** DATASET CONTENT follows **
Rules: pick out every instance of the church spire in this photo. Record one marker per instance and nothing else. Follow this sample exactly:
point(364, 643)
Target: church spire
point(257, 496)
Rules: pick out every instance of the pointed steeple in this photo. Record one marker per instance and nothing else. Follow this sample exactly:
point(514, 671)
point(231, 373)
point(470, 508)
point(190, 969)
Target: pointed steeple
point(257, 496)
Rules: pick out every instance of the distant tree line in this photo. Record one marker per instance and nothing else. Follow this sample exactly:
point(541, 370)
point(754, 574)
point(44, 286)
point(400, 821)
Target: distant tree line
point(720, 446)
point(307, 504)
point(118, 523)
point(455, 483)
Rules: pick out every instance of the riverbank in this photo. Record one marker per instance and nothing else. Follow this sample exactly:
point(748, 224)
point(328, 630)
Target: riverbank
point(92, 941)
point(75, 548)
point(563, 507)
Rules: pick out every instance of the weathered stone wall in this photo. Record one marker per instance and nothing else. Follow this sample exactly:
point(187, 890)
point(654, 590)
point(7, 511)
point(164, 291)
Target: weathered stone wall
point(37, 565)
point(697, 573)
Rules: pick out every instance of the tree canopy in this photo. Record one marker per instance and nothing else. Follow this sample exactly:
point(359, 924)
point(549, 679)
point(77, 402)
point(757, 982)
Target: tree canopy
** End of DATASET CONTENT **
** DATASET CONTENT follows **
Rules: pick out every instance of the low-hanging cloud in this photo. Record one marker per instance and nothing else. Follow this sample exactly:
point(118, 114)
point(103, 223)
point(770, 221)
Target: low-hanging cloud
** End of DATASET CONTENT **
** DATASET CONTENT follows **
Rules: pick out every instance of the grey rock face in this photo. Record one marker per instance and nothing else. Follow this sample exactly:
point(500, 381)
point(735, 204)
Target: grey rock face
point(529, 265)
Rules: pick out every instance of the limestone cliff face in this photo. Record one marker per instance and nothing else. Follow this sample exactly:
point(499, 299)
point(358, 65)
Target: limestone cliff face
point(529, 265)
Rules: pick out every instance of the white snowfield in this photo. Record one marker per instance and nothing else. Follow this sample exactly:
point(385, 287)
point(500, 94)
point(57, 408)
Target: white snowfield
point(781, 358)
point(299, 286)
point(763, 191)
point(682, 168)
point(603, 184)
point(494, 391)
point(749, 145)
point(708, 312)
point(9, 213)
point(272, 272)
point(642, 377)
** End of DATASET CONTENT **
REQUIRED ACTION
Search the data for the string "hanging" and copy every line where it appears.

WRITTEN SOLUTION
Rules: pick out every instance of the low-hanging cloud in this photo. Record one marker per instance and nothing else. Follow this sample exactly:
Target: low-hanging cloud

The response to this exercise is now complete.